Aufgabe: Ersetze im Text über den Götterweg "Wanderer" durch "Besucher", und gib die Passage von "Auf den Weg" bis einschließlich "auf der Amalfiküste." erneut wieder.

Textauszug:
⟨

Der nächste Morgen beginnt mit dem Frühstück, welches wir am Vortag auf einer Multiple Choice Bestellkarte bestellt hatten – es ist alles hier was wir uns gewünscht haben. Um 09:00 Uhr holen wir die drei Pärchen vom Jerula B&B ab und beginnen die heutige Tour mit sanften Auf und Ab auf den Straßen der Hochebene von Agerola. Genau den direkten und auf meiner 1:10000 Karte eingezeichneten Weg können wir zwar nicht gehen, da wir dazu durch private Hauseinfahrten durchmarschieren müssten, aber auch über die etwas längere Strassenverbindungen kommen wir rasch nach Bomerola. Am Hauptplatz von Bomerola tauchen plötzlich aus allen Ecken zahlreiche Wanderer auf. Wir befinden uns hier am Startpunkt des „Sentieri degli Dei“, einem der bekanntesten und schönsten Wanderwege Italiens.
Nach einer kurzen Kaffee- und Eispause machen auch wir uns auf den göttlichen Weg. Nur wenige Meter nach Bomerano erhalten wir wieder Blick aufs Meer, welches unterhalb einer Steilküste 600m unter uns liegt. Und genau das macht den Reiz dieses relativ leicht zu gehenden Weges aus – die Aussicht.
Wir gehen eingebettet in Felsen auf gleicher Höhe entlang und sehen die an die Küste geschmiegten Ortschaften wie Praiano und Positano aus der Vogelperspektive. Bei guter Sicht, die wir heute haben, ist die restliche Amalfiküste bis Capri zu sehen.
Auf einer besonders exponierten Stelle nutzen wir die guten Bedingungen für eine kurze Fotosession und lassen uns und unser Equipment ein wenig springen.
Auf den Weg kommt man gut voran, wären da nicht 100e Wanderer von denen leider nicht alle dem steinigen und manchmal auch felsigen Weg entsprechend ausgestattet sind. Highlight ist ein 60jähriges Mütterchen, welches sich mit flip-flop-ähnlichen Sandalen über felsigen Tritte balanciert. Trotzdem ist der Weg der Götter zu Recht eine der Hauptattraktionen auf der Amalfiküste.

⟩

Erfasste Daten:
⟨

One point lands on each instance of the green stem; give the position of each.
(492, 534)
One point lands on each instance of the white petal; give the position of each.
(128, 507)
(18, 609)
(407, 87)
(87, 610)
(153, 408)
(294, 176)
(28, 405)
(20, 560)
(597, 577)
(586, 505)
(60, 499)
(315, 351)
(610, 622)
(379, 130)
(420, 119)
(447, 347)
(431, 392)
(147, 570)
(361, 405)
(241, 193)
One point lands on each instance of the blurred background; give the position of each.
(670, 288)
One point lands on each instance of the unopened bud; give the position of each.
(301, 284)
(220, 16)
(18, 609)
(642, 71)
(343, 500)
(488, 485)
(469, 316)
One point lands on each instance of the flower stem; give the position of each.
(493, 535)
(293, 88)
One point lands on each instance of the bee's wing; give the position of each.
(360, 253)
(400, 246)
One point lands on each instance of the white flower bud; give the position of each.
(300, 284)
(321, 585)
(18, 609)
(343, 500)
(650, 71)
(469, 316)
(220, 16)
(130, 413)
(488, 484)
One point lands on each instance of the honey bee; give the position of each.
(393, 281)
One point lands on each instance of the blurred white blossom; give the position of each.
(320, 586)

⟩

Lösung:
Auf den Weg kommt man gut voran, wären da nicht 100e Besucher von denen leider nicht alle dem steinigen und manchmal auch felsigen Weg entsprechend ausgestattet sind. Highlight ist ein 60jähriges Mütterchen, welches sich mit flip-flop-ähnlichen Sandalen über felsigen Tritte balanciert. Trotzdem ist der Weg der Götter zu Recht eine der Hauptattraktionen auf der Amalfiküste.